[Entries for labeling bounding boxes]
* * * *

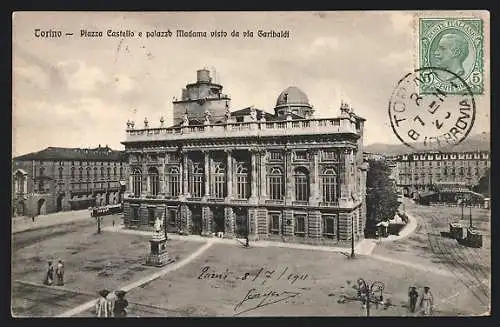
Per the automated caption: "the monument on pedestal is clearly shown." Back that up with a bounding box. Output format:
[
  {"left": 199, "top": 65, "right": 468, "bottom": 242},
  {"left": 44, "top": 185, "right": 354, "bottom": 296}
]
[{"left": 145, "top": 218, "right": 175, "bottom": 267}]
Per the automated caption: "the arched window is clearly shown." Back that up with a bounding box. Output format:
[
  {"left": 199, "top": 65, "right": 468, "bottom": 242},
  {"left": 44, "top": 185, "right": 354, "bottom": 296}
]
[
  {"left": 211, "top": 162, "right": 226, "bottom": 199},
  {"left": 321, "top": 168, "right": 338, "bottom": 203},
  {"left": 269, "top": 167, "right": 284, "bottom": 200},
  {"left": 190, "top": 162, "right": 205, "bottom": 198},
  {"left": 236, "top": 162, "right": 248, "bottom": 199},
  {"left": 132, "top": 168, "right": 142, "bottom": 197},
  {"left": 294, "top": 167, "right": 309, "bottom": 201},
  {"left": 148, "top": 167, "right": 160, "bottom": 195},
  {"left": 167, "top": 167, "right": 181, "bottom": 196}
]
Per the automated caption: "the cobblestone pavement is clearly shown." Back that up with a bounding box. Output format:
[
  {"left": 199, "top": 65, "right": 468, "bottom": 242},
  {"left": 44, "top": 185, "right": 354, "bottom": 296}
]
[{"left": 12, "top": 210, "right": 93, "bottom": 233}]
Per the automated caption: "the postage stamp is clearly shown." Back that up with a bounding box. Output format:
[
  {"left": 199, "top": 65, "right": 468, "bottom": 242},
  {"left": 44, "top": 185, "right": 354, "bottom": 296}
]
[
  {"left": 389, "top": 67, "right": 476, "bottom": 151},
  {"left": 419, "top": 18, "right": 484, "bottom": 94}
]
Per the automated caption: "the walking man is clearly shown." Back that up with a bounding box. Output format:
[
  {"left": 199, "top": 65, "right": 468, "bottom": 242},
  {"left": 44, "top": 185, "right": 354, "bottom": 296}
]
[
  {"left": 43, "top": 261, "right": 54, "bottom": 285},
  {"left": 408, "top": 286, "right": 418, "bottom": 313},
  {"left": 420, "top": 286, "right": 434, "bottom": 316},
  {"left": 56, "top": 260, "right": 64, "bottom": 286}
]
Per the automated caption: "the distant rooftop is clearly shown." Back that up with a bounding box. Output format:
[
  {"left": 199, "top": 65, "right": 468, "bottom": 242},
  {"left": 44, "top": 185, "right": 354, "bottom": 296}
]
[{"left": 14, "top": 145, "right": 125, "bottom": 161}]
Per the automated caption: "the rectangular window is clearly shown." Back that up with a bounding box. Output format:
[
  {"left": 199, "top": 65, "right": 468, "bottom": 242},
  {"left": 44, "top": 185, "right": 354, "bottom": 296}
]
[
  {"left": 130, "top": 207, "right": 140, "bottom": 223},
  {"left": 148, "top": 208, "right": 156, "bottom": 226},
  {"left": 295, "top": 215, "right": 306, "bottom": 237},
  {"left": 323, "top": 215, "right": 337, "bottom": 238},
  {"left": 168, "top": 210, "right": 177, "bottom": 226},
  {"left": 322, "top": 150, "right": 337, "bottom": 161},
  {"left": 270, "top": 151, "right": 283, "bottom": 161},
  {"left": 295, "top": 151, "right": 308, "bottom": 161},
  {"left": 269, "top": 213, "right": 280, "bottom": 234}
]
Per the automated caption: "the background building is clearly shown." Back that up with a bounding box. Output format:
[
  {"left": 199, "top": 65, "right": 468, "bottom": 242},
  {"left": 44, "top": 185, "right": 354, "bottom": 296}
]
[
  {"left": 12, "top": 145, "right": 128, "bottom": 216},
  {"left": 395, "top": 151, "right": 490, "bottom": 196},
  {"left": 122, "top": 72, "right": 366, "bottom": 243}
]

* * * *

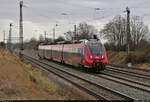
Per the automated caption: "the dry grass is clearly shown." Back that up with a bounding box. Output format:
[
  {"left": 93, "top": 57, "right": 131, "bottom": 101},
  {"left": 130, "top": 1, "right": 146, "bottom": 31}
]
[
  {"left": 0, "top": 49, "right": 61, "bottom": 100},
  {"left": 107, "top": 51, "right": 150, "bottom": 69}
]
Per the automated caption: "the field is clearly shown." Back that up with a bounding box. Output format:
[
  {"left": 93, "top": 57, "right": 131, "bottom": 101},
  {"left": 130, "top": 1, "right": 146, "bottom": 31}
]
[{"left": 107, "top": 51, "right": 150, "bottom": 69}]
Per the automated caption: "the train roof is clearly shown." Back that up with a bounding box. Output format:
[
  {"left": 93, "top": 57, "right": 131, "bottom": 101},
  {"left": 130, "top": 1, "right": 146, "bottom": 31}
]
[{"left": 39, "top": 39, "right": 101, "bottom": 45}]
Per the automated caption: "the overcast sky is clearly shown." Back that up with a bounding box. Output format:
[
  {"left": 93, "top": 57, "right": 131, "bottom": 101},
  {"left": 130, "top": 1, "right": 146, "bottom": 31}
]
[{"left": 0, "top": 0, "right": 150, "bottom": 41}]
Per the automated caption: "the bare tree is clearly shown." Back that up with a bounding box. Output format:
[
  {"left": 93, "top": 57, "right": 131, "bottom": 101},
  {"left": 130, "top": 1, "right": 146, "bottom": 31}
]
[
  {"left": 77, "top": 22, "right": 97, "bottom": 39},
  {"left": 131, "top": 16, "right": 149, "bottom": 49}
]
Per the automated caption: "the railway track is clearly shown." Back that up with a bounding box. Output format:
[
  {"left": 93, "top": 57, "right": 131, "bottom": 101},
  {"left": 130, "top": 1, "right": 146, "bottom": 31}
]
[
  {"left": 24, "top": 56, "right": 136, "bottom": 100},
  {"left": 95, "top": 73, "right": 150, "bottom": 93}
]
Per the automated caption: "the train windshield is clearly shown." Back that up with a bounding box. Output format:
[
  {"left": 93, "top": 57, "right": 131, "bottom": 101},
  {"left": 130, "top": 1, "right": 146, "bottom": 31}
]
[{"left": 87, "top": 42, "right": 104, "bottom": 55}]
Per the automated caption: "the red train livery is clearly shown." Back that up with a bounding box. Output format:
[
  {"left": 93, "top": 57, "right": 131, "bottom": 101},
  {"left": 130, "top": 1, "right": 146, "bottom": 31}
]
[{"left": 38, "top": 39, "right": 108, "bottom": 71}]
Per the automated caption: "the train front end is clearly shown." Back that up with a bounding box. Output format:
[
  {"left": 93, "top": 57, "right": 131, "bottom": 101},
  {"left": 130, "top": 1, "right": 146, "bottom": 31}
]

* * * *

(Task objective): How many lines in the entries above contain the string "window", with case counting? Reply with the number alone.

(Solution to this exercise): 2